_WHAT TO PRODUCE_
Exactly as they stand, set down the following records once more.

_RECORD EXTRACTS_
◇ ◇ ◇ ◇
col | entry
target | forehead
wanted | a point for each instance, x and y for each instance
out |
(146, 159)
◇ ◇ ◇ ◇
_EXERCISE SOLUTION_
col | entry
target | forehead
wanted | a point for each instance, x and y for each instance
out |
(146, 159)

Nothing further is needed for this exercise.